* _Goal_
Please scale the data from the line containing "blinds by giving the bounding box.", that line included, through the final line. Repeat every line in that span, requests included, and multiply each bounding-box coordinate in the answers by 1.45, rounding to whole numbers with halves rounded up. Return only these lines.

━━━━

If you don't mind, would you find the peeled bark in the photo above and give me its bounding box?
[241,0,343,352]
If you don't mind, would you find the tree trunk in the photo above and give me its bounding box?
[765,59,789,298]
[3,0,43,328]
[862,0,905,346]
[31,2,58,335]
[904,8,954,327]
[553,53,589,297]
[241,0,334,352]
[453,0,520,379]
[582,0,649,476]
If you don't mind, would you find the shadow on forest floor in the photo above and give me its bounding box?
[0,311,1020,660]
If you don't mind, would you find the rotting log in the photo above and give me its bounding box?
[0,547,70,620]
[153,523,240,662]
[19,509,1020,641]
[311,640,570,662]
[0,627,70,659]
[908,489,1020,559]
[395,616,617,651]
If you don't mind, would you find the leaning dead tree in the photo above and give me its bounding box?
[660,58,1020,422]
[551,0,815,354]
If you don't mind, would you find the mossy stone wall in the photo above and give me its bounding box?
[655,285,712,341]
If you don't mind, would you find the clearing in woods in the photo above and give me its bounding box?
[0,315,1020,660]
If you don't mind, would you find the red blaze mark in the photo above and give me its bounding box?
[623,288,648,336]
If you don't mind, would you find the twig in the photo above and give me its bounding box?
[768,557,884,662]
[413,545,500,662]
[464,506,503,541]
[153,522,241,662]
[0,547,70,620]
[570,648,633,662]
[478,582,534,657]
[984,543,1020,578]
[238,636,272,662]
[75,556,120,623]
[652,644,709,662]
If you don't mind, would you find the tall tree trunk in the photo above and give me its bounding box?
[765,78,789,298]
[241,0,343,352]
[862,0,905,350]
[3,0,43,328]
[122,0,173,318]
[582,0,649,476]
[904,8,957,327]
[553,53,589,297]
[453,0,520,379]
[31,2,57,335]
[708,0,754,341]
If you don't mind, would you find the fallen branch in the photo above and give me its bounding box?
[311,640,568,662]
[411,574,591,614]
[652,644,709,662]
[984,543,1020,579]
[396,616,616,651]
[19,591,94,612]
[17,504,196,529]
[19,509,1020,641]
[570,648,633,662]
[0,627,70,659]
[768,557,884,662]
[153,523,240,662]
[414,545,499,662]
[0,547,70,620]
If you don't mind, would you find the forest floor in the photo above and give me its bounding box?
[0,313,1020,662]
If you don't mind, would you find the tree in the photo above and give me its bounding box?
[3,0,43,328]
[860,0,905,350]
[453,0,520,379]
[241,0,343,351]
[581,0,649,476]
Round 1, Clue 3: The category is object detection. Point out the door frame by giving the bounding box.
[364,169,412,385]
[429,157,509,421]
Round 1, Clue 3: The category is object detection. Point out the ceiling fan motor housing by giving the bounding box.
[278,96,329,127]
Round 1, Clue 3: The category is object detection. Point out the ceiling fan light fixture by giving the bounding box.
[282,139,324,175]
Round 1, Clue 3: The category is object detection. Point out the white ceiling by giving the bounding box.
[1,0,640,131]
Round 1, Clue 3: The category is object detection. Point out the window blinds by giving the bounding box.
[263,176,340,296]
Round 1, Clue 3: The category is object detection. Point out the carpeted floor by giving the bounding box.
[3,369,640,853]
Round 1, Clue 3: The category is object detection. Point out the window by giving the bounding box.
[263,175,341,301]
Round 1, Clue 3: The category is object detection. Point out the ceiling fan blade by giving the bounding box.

━━━━

* _Solution_
Round 1, Clue 3: The category is object detection. Point out the window blinds by giving the bounding box.
[381,255,493,429]
Round 1, Clue 3: The category is object detection. Point out the carpeted floor by giving the bounding box.
[4,535,928,1237]
Round 1, Clue 3: The category is object detection. Point out the window by giving the bounding box.
[381,254,494,436]
Round 1, Clue 3: The category is object detection. Point out the ceiling fan blade by giving the bounding box.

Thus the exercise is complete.